-- EXERCISE MATERIALS start --

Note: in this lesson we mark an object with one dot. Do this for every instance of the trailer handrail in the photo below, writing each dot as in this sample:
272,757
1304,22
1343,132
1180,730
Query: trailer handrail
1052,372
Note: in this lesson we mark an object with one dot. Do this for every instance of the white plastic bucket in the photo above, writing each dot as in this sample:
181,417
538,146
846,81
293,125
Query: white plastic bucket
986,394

-- EXERCISE MATERIALS end --

◆ TASK
From the listing above, reproduce all the lines exactly.

◆ RESPONSE TO THE EXERCISE
Note: in this lesson we mark an object with one dot. Do this for every instance of the trailer handrail in the photo below, writing each dot as in this sample:
272,757
1304,22
1343,132
1180,730
Query: trailer handrail
1052,372
Note: in this lesson we mark an object with one dot. Do this for every instance of the white plastic bucket in the photo above, writing each dot as in this sample:
181,417
538,146
846,81
293,125
Query: white plastic bucket
986,394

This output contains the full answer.